--- Requirement ---
Each image should be skipped while the records are restated word for word.

*** Opening Records ***

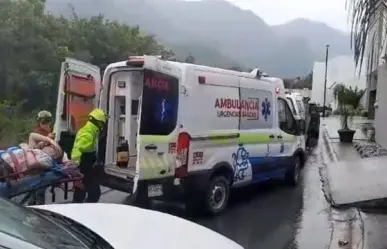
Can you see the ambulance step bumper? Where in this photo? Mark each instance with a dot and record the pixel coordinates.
(117, 183)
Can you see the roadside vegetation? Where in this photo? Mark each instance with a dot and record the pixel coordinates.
(33, 43)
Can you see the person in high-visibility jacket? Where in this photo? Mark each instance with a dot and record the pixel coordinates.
(43, 127)
(84, 154)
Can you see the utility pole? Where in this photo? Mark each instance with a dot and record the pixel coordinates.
(325, 80)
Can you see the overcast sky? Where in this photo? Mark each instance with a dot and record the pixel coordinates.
(331, 12)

*** Closing Records ***

--- Completed task ---
Can you see the ambulance step bumper? Where in this photo? Mark each instance with a dot and record the pixel coordinates.
(117, 183)
Can you see the roadside vegetation? Where in this photo? Mark each instance with a dot and record the pixel coordinates.
(33, 43)
Can you see the person in high-visibility jacket? Where in this photo? Mark each instance with a dot and record the pixel coordinates.
(43, 127)
(84, 154)
Can you see the utility pole? Where in this photo? Mark each instance with a dot and record the pixel coordinates.
(325, 80)
Can you see the overcast sky? Where in this photo? Mark each instance with a dot and record the pixel coordinates.
(331, 12)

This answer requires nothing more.